[Data entries]
•••••
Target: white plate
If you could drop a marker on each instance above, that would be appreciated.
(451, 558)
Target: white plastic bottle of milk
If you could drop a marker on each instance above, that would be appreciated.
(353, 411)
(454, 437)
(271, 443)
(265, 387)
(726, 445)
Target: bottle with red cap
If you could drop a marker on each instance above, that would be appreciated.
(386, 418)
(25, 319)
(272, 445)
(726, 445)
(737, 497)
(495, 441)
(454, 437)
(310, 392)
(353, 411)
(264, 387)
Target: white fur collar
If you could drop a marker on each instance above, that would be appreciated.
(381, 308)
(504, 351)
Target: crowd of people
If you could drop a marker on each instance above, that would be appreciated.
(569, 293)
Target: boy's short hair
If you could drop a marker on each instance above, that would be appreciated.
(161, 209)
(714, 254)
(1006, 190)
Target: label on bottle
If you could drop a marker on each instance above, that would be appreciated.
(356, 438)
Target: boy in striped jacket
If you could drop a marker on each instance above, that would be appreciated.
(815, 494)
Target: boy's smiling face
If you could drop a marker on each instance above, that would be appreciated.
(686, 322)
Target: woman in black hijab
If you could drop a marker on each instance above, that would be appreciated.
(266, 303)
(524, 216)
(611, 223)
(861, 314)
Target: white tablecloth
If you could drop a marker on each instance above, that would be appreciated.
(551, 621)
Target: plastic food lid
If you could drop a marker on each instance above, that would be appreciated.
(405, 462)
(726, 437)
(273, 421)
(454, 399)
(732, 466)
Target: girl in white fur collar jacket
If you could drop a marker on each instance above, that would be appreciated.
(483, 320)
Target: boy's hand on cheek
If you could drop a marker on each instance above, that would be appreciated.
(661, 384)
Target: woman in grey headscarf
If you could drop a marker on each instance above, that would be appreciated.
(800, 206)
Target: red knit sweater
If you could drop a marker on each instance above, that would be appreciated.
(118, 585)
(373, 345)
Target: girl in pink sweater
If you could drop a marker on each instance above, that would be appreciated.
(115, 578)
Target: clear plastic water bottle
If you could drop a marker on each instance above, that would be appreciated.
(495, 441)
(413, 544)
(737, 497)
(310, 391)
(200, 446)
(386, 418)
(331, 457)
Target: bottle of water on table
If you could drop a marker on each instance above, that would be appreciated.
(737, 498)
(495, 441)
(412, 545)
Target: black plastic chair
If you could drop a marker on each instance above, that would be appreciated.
•••••
-- TASK OBJECTIVE --
Quote every line of the records above word for word, with nothing changed or left out.

-- SOLUTION TO THIS PROBLEM --
Target: white plate
If you could drop a marker on each instance above, that would be appreciated.
(451, 558)
Target: white plastic bottle of milk
If you could drop a marker on each instance above, that would be appreciated.
(353, 411)
(454, 437)
(271, 443)
(265, 387)
(726, 445)
Target: bottle with red cap
If you could drop a marker on each instance above, that would be appreciated.
(386, 418)
(25, 319)
(272, 445)
(726, 445)
(737, 497)
(495, 441)
(454, 437)
(310, 392)
(353, 411)
(264, 387)
Target: white fur collar
If you could drop a marker on each instance above, that would be appreciated.
(381, 308)
(504, 351)
Target: crowd of people
If you could drop a marker on each instance above, that would be appreciated.
(569, 293)
Target: boy's short hair
If you could drop a marker on each instance above, that would be appreciated.
(161, 209)
(714, 254)
(1006, 190)
Target: label on bottle
If you could drop a marker on each instance above, that would be appreciated.
(356, 438)
Target: boy in striped jacket
If you could drop a marker on each instance above, that would be appreciated.
(815, 494)
Target: boy's smiling face
If you could drop a marker on each instance above, that would be appreciated.
(686, 322)
Target: woman in black hijab
If you could drop a marker on each instance above, that would be appreciated.
(266, 303)
(524, 216)
(611, 223)
(861, 314)
Target: white tablecloth
If you could drop a marker on each instance above, that would be appreciated.
(551, 621)
Target: plastic food lid
If you could drop a marker on each instance above, that would be appreciated.
(405, 462)
(726, 437)
(273, 421)
(454, 399)
(732, 466)
Target: girl in white fur collar jacket
If you could drop a marker on each instance above, that would be appreciated.
(483, 320)
Target: boy's hand on cheek
If you could drop a marker on each instance above, that would be appreciated.
(661, 384)
Target: woman in grey headscarf
If you could drop a marker on each instance above, that would be appreciated.
(800, 206)
Target: red knit sweater
If you could drop a marker on each instance above, that would be appreciated.
(118, 585)
(373, 345)
Target: girl in pink sweater
If you could drop a marker on each instance above, that would be appreciated.
(115, 578)
Target: clear plastic water bottle
If you could drop a marker on each instance above, that would be appreciated.
(495, 441)
(413, 544)
(737, 497)
(310, 391)
(200, 446)
(386, 418)
(331, 457)
Target: bottle of water on table
If you could drop a marker on each instance above, that would be appreciated.
(737, 498)
(495, 441)
(412, 545)
Target: black plastic chair
If you could drop a marker on each instance above, that would be appreciated.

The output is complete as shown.